Turn the data below into a numbered list with no blank lines. Begin at the line that contains "the distant building" and stop after the line that contains "x=593, y=104".
Start of MATERIAL
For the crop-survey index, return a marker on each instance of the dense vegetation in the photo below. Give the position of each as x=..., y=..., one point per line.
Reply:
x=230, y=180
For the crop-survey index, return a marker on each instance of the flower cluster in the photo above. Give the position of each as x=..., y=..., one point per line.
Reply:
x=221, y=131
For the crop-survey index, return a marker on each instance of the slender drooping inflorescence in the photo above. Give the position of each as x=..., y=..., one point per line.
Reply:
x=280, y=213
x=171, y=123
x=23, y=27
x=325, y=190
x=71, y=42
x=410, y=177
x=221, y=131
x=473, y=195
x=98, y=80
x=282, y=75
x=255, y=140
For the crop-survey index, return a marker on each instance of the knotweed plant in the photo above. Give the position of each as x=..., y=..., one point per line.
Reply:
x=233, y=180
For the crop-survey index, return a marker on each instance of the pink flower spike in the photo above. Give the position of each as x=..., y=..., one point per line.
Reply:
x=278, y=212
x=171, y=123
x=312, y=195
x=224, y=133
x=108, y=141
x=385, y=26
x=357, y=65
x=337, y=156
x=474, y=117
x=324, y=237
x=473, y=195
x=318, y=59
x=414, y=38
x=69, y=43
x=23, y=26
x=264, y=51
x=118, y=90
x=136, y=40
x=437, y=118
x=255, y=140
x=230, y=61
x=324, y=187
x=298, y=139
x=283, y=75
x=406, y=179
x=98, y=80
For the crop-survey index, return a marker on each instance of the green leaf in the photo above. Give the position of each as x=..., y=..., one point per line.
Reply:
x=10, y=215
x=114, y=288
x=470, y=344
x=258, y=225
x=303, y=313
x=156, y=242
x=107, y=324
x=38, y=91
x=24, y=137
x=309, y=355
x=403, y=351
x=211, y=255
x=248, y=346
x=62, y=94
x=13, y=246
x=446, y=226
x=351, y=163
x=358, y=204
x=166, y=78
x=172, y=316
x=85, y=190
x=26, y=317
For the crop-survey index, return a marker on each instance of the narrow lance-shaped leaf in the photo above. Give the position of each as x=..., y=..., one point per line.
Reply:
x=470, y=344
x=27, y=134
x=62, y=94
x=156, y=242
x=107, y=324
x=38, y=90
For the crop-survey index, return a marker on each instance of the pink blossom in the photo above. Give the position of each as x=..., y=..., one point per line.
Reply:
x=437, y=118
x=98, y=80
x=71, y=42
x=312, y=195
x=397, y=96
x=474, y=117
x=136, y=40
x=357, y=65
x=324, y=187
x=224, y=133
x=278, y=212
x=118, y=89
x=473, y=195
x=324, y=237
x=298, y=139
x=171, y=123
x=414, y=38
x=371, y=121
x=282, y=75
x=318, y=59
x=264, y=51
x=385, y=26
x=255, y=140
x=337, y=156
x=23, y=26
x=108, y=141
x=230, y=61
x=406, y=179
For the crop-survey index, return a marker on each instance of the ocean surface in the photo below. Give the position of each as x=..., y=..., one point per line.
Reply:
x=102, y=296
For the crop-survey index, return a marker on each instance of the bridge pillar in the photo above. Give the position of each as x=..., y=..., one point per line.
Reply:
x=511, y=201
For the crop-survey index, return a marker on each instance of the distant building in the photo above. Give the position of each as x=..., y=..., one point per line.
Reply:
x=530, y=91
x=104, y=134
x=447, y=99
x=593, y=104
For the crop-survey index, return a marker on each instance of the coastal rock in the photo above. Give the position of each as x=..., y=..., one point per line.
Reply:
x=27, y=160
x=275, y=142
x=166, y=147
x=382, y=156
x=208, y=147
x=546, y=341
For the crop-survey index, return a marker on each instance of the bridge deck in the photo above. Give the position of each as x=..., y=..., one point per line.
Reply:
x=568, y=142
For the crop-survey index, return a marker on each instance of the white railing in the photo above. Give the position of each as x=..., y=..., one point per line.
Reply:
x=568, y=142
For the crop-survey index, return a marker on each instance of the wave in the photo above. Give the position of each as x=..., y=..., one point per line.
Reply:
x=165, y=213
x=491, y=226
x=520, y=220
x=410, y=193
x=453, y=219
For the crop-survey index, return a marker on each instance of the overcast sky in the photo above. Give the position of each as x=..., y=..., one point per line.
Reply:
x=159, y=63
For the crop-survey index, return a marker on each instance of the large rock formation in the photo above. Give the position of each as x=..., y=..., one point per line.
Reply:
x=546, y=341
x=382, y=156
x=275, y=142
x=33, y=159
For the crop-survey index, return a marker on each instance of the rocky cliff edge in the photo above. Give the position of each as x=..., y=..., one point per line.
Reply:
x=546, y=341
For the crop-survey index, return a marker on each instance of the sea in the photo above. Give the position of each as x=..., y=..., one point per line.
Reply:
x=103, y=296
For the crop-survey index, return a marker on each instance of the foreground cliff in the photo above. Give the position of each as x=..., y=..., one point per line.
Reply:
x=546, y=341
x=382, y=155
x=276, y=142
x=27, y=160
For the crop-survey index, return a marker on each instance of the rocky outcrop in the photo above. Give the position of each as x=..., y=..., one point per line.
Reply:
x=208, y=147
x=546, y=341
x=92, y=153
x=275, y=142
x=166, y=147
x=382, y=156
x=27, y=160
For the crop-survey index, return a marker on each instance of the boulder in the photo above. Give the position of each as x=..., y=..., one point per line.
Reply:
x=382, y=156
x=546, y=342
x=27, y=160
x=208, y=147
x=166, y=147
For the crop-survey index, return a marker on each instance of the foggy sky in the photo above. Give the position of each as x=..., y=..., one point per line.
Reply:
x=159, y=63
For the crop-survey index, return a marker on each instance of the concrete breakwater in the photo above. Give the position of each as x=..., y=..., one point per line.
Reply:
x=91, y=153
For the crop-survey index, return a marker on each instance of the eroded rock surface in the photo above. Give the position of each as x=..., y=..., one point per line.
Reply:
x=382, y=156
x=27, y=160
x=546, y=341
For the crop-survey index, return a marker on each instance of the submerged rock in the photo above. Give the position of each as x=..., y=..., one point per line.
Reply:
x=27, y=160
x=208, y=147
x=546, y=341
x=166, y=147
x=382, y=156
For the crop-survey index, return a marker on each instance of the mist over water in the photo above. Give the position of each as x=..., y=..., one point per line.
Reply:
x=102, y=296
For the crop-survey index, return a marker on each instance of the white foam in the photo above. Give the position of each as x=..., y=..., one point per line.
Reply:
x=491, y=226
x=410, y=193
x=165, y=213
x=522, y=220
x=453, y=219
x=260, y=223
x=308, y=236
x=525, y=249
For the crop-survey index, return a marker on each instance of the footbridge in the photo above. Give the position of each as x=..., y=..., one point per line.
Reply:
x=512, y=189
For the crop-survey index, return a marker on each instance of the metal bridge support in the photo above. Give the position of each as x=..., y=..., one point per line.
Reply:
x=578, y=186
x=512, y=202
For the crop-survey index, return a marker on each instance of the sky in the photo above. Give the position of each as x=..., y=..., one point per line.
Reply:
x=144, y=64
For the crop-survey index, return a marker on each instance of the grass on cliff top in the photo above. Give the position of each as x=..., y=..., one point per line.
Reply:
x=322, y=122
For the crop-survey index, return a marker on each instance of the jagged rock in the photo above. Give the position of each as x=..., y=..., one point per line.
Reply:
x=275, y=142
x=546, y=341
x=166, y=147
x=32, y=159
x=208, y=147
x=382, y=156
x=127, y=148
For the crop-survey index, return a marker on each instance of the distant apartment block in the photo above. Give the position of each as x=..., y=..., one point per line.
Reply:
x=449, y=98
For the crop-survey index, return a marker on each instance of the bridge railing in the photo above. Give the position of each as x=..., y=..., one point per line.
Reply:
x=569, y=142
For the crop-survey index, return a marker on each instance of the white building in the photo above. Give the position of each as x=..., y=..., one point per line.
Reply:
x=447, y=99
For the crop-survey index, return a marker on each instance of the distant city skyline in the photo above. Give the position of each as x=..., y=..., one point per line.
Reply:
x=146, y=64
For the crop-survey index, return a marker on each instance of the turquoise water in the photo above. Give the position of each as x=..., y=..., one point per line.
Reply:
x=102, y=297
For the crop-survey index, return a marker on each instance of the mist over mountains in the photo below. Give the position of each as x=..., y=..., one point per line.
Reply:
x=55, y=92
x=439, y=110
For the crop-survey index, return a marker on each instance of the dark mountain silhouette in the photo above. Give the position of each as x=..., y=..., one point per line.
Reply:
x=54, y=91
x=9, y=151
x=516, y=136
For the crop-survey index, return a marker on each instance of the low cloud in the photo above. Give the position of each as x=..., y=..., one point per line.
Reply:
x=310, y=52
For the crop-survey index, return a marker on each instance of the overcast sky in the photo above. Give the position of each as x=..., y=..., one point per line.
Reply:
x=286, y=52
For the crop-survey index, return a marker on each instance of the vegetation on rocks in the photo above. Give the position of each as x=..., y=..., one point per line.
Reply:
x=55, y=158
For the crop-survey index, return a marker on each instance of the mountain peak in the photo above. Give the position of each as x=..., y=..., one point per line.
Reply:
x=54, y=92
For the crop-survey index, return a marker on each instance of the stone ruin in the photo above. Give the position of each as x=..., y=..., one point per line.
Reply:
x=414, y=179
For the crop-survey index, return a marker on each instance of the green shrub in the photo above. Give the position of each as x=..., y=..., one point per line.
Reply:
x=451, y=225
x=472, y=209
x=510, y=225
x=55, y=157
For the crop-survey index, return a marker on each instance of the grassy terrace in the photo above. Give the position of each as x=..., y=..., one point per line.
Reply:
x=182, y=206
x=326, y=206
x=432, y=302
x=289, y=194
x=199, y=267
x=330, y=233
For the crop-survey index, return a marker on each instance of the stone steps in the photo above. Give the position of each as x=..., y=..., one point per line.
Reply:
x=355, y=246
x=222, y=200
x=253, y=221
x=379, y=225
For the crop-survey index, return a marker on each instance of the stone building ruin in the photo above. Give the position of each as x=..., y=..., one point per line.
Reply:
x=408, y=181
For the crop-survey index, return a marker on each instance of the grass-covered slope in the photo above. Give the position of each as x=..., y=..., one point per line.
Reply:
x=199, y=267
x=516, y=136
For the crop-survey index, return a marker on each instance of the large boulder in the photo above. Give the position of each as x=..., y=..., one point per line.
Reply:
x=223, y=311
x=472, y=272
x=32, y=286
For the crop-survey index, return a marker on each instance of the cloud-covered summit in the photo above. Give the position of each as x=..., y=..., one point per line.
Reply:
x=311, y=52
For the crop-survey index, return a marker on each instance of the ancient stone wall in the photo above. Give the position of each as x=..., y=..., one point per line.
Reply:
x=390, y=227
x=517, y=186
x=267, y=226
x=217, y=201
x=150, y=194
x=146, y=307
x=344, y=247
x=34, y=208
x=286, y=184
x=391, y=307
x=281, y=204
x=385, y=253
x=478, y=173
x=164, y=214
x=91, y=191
End of MATERIAL
EXPECTED ANSWER →
1. For the crop-survey index, return a marker on each instance of the distant building in the photo above. Give the position of each as x=..., y=..., one point per line.
2. Reply:
3. x=530, y=91
4. x=104, y=134
5. x=447, y=99
6. x=593, y=104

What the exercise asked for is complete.